◆ **TO BE DONE**: Arrange the records from the line with "Confirm or deny: the cluster" through the end of the records, both ends included, as a two-column CSV with the columns text and answer. Give one row per record, put its text and its answer each in one quoted field with line breaks turned into spaces, and leave the pictures out.

◆ **SUPPLIED MATERIAL**:
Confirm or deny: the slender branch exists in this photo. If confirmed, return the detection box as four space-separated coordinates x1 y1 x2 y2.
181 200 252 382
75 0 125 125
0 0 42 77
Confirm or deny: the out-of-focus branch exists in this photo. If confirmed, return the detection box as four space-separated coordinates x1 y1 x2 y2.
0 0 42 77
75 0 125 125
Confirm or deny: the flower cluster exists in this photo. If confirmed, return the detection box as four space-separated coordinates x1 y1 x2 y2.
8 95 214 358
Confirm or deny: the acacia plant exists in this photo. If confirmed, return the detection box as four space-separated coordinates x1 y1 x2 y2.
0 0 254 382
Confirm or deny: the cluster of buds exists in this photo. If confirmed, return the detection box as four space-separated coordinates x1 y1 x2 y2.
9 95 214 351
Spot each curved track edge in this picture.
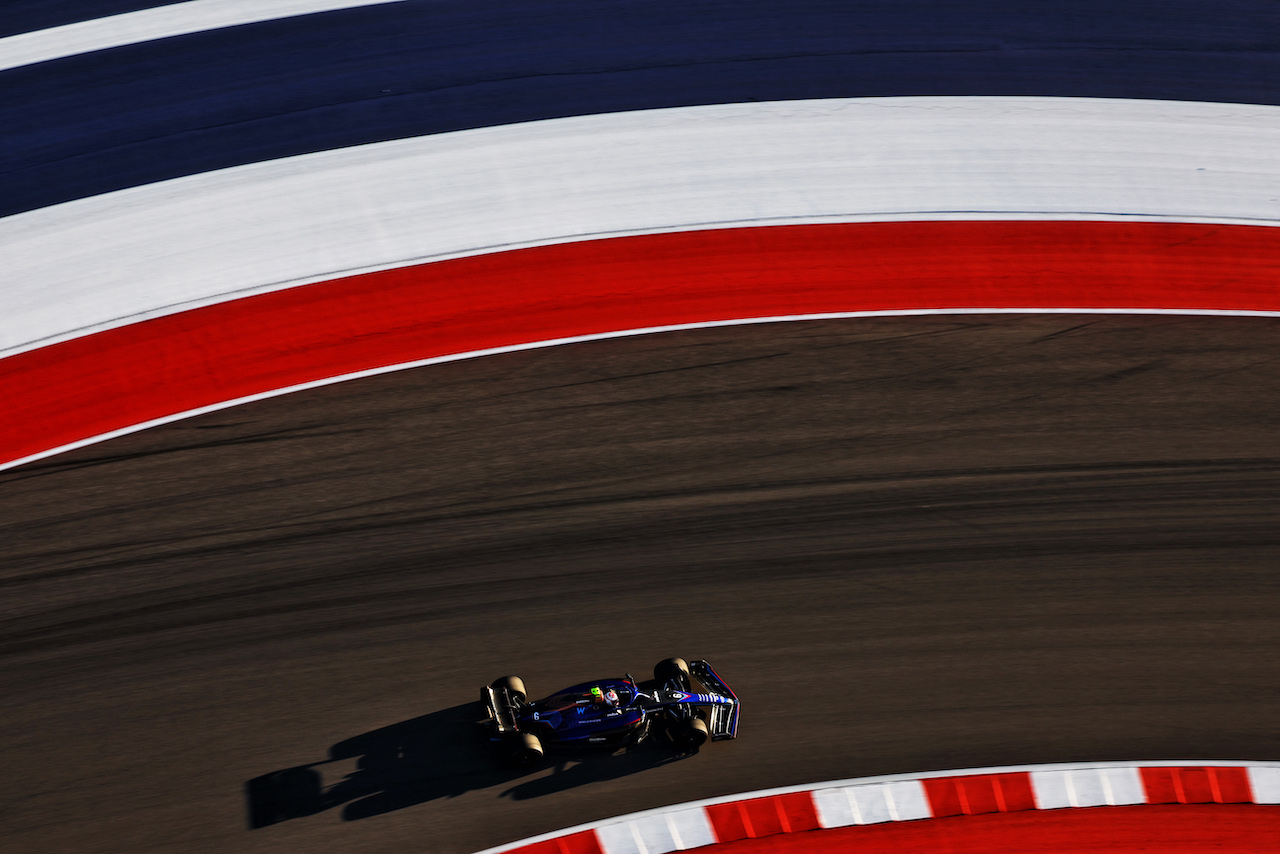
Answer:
[479,761,1280,854]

◆ **CORRECT OUTPUT**:
text,answer
"Confirm or deny: the cluster of buds exists in this photo. If confirmed, return the detection box as four space-separated coordinates x1 y1 x2 y2.","9 95 214 351"
"Spot each curved track edge in this picture. Answer:","[479,761,1280,854]"